YOUR INSTRUCTIONS: Reproduce, word for word, the stretch of rows below from the line containing "as [[385, 225]]." through the line containing "[[108, 200]]", both lines included, and nothing more.

PROVIDED INFORMATION:
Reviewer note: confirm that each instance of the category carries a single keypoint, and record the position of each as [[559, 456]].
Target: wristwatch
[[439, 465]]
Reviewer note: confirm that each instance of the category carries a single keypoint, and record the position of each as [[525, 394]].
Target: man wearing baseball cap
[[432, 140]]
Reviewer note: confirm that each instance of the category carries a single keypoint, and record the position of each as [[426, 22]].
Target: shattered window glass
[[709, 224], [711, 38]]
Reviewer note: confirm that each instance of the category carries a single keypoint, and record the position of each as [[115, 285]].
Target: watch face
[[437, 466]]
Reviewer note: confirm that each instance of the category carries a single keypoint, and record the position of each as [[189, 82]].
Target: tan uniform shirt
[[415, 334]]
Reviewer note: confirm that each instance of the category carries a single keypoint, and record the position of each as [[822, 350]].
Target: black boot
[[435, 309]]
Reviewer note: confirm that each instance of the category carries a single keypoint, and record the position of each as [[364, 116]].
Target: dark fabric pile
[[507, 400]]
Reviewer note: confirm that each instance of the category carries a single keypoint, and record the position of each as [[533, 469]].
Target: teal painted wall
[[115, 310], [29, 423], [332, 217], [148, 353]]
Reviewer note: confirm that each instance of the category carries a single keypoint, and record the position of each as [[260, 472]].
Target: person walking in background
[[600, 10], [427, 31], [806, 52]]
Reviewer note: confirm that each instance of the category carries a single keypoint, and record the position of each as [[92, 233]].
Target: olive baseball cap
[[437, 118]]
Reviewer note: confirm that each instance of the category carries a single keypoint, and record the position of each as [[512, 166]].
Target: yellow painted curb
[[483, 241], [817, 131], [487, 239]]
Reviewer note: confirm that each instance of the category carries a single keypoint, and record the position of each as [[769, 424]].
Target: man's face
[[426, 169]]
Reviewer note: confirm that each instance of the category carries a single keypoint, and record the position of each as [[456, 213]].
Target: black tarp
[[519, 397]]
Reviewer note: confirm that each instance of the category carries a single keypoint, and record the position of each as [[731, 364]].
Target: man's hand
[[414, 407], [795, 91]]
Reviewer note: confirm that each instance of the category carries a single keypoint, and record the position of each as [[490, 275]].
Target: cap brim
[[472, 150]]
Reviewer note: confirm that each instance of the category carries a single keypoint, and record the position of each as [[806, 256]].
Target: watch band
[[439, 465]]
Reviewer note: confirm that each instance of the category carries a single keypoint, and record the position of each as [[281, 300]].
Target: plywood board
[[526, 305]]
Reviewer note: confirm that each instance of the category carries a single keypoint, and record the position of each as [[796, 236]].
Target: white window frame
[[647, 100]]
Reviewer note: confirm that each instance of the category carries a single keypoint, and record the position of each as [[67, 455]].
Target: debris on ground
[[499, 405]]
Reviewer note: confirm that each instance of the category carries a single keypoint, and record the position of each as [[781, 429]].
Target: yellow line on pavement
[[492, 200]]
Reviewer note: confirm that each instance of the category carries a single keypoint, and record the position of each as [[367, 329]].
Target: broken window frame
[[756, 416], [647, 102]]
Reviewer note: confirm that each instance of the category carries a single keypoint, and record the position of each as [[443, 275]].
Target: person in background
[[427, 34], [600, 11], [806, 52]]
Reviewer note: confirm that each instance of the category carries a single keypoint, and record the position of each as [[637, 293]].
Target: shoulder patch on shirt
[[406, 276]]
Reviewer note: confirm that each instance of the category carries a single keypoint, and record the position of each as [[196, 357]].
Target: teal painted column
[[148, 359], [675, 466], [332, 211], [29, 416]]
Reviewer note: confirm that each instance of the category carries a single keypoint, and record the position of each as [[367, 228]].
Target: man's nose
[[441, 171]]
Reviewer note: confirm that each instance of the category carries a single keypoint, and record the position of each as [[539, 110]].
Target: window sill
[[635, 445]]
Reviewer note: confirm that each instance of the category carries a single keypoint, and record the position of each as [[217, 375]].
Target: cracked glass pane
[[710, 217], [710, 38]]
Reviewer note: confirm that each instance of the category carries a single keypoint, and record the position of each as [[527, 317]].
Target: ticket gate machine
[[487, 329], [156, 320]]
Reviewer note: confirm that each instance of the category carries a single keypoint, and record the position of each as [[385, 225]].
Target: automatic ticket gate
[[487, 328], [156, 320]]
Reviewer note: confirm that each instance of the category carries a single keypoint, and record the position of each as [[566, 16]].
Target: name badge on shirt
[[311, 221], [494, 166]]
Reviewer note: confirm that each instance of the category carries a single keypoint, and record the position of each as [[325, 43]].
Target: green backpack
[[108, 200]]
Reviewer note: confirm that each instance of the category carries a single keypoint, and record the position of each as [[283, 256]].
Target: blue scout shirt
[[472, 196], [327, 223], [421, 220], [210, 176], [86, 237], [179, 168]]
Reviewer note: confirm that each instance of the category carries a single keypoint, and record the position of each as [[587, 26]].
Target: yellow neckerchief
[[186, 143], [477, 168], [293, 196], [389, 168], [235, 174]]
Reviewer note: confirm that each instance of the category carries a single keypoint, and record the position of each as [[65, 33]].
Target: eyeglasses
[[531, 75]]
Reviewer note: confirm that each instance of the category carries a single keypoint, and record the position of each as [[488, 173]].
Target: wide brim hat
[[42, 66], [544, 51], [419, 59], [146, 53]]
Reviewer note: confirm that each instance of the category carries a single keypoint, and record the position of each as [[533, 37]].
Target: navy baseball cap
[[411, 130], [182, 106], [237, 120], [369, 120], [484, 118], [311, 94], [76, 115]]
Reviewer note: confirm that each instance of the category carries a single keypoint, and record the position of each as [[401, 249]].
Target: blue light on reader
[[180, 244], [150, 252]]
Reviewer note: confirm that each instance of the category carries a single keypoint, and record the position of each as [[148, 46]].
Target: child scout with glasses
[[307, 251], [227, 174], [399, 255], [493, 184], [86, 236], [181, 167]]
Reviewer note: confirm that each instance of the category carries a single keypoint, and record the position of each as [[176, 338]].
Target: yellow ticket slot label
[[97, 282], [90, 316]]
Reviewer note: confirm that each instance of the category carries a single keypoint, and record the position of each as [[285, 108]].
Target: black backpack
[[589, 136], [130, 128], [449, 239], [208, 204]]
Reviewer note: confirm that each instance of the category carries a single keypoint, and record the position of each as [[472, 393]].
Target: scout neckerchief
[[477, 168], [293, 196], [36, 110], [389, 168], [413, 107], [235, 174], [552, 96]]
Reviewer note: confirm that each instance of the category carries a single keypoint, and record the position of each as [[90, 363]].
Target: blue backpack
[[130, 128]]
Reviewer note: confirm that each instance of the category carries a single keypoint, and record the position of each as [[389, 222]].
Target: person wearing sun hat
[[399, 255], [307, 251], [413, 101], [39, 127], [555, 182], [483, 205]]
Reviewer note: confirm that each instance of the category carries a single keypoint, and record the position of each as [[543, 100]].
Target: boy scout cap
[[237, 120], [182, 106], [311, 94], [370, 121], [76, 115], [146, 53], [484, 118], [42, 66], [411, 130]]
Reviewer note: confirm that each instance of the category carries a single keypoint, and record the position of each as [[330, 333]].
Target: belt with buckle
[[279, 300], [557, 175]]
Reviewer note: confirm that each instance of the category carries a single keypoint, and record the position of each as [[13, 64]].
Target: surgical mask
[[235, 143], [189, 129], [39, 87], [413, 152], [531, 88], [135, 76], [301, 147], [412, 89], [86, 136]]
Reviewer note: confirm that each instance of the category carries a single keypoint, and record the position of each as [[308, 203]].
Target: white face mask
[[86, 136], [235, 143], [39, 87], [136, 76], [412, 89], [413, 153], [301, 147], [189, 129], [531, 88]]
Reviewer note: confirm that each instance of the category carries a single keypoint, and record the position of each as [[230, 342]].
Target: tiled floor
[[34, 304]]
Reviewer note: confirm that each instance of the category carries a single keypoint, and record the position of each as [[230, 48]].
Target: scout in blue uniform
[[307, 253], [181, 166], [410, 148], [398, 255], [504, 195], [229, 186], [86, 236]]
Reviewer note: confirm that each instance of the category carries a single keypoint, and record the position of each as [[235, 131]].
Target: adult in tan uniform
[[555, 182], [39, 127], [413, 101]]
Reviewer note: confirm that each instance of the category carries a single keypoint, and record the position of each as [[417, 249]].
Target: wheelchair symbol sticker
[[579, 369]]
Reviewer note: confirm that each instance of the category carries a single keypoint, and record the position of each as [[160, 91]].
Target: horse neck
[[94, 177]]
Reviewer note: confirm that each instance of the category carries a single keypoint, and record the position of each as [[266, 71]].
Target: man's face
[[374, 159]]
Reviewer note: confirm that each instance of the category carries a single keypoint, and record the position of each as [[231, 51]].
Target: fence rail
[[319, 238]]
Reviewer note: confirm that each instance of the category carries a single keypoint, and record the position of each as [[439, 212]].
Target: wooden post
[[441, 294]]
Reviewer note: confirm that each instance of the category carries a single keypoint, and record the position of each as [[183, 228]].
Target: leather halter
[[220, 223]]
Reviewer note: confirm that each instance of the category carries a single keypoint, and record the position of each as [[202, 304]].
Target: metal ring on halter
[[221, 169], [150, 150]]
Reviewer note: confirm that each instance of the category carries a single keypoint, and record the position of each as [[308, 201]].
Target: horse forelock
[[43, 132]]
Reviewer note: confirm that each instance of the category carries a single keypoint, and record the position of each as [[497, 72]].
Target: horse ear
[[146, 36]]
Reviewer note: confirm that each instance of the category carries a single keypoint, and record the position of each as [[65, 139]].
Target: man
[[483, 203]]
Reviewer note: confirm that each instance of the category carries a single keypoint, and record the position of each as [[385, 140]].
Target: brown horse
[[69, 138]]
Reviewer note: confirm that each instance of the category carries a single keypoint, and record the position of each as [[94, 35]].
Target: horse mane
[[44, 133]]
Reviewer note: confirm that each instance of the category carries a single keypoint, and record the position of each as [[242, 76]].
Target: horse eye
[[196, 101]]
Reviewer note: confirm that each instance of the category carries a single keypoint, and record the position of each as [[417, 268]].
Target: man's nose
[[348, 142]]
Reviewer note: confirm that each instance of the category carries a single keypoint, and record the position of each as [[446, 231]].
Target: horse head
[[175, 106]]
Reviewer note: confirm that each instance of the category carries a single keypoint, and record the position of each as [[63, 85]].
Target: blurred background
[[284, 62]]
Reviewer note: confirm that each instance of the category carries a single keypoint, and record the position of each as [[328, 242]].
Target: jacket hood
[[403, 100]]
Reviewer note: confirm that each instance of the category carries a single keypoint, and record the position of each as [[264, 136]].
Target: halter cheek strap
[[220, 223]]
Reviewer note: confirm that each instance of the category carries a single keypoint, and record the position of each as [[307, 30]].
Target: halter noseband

SOLVED PROBLEM:
Reviewer note: confirm that each instance of the category carries a single keypoint, and record the position of each as [[385, 225]].
Target: automatic ticket gate
[[487, 328], [156, 320]]
Reviewer note: confirm that each instance of the category carries a single keypoint, and record the position of each as [[566, 16]].
Target: name badge on shirt
[[311, 221], [494, 166]]
Reviewer note: confirm that each instance of the category carries a single keypoint, and record the position of each as [[325, 43]].
Target: green backpack
[[108, 200]]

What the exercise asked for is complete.